• [What you will do] Once you find the line with "dog's chin, where", copy it and every line after it through the end of the entries below, exactly as written.

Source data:
- - - -
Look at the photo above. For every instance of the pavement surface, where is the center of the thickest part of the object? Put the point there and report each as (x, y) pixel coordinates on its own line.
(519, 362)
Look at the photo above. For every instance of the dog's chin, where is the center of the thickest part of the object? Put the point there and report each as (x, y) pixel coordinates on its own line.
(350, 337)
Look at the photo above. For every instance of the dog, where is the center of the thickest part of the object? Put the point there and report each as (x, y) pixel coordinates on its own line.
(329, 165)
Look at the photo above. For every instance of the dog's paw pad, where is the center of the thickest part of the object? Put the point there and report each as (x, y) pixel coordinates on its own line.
- - - -
• [The answer]
Look at the photo above. For every instance of the dog's chin, where is the center of the thickest part of the object? Put the point there and report each as (x, y) pixel coordinates on its own line.
(350, 337)
Look at the photo above. For every instance of the dog, where is the center of the thickest part of the object? Put the point there and report each as (x, y) pixel coordinates on its own line.
(329, 165)
Look at the photo above. For every instance of the dog's paw pad, where is the center of the thickest part of the object? Put the point there and report each as (x, y) pixel coordinates on its own line.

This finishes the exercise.